**Written problem:** Print the whole listing exactly.

(Saved data entries)

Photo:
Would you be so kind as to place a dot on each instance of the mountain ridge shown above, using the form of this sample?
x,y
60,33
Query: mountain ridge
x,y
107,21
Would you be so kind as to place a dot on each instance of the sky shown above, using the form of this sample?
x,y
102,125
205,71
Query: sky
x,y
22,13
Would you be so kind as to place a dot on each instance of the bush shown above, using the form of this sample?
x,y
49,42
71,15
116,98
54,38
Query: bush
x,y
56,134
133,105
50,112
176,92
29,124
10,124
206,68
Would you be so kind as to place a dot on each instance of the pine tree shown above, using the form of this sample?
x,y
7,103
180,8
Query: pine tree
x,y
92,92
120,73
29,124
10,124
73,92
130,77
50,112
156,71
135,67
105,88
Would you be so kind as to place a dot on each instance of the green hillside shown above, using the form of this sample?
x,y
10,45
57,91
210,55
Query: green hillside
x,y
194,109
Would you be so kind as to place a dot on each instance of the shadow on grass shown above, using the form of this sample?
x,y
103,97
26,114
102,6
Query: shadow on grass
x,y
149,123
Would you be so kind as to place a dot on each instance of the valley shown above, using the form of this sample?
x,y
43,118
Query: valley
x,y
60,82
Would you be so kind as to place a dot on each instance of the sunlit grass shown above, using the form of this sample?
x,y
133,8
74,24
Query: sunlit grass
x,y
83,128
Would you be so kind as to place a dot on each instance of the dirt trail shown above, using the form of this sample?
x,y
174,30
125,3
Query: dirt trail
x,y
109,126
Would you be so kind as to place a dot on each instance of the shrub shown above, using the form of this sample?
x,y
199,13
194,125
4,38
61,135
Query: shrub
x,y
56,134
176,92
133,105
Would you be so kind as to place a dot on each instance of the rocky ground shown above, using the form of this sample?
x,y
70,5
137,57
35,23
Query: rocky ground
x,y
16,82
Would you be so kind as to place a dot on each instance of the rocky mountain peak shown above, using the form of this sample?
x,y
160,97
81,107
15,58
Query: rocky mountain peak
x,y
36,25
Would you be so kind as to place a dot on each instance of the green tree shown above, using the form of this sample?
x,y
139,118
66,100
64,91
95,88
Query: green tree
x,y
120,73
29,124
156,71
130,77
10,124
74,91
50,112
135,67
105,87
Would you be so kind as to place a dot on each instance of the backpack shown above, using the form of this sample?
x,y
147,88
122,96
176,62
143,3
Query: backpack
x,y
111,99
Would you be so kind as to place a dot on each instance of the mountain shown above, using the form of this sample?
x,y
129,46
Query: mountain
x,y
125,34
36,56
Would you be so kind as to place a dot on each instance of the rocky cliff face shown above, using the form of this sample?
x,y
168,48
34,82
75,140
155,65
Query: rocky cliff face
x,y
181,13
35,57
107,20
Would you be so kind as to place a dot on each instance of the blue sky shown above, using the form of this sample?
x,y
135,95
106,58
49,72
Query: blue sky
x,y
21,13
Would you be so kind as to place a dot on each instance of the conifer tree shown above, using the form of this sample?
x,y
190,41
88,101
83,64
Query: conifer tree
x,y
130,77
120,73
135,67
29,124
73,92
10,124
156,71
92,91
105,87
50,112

**Complete output:**
Photo:
Would you be so kind as to place a dot on each instance of the mountain ridge shown above, using the form of this sample?
x,y
60,33
Query: mountain ridge
x,y
107,21
Would you be so kind as to place a dot on each instance of the sky shown above, using the form of this sample?
x,y
102,125
205,71
Query: sky
x,y
22,13
Would you be so kind as to place a dot on each instance of the bush shown above, using the form of this sample?
x,y
49,42
71,15
116,98
54,38
Query: bush
x,y
56,134
133,105
50,112
176,92
29,124
10,124
206,68
Would you be so kind as to place a dot on each instance of the pine tree shown above, using the form of this sample?
x,y
7,103
180,8
Query: pine tree
x,y
92,92
120,73
29,124
10,124
73,92
130,77
50,112
156,71
135,67
105,88
Would you be so kind as to place a dot on each instance of the green hillside shown above, using the form of this sample?
x,y
10,45
57,91
210,55
Query: green hillside
x,y
194,109
Would you be so kind as to place a dot on each instance of the shadow on grass shown above, using the form of this sample?
x,y
103,97
26,114
102,6
Query: shadow on grass
x,y
149,123
Would you be so kind as to place a dot on each instance of the valley shown above, using the form of this sample?
x,y
43,118
Query: valley
x,y
60,82
Would you be so kind as to place a dot on each instance of the sunlit grass shown above, using the form of this sample?
x,y
133,8
74,24
Query: sunlit grass
x,y
83,128
Would you be so kind as to place a dot on each instance of the dirt trail shown above, using the form of this sample?
x,y
174,30
125,3
Query: dirt trail
x,y
109,126
Would you be so kind as to place a dot on each instance of the shrub shown above, using the form of this sample?
x,y
199,13
194,125
4,38
61,135
Query: shrub
x,y
56,134
176,92
133,105
Would you be so kind as to place a dot on each instance of the rocky ground shown above, using the form of this sample?
x,y
70,5
137,57
35,23
Query: rocky ground
x,y
16,82
Would you be so kind as to place a dot on each instance of the rocky mountain peak shown above, using the form of this sample?
x,y
160,97
81,107
15,58
Query: rocky mountain peak
x,y
36,25
Would you be so kind as to place a dot on each instance of the green tree shown above, using the form of this sample?
x,y
139,118
66,100
64,91
95,88
Query: green tree
x,y
120,73
29,124
156,71
130,77
10,124
74,91
50,112
135,67
105,87
Would you be so kind as to place a dot on each instance of the backpack shown above, using the form of this sample?
x,y
147,88
122,96
176,62
143,3
Query: backpack
x,y
111,99
Would you be so kind as to place a dot on each instance of the mountain shown above, using the form of this sample?
x,y
129,46
Query: mountain
x,y
125,34
36,56
Would you be so kind as to place a dot on each instance of the rocky cliff face shown above, using the form of this sample?
x,y
168,48
34,82
75,140
155,65
Query: rocky cliff face
x,y
181,13
35,57
107,20
Would you be so kind as to place a dot on each instance of the blue sky shown above, using the form of this sample?
x,y
135,95
106,58
49,72
Query: blue sky
x,y
21,13
Would you be so kind as to place a dot on each instance of the conifer tree shown above, using the form of this sample?
x,y
190,41
88,101
83,64
Query: conifer tree
x,y
130,77
120,73
135,67
29,124
73,92
10,124
156,71
92,91
105,87
50,112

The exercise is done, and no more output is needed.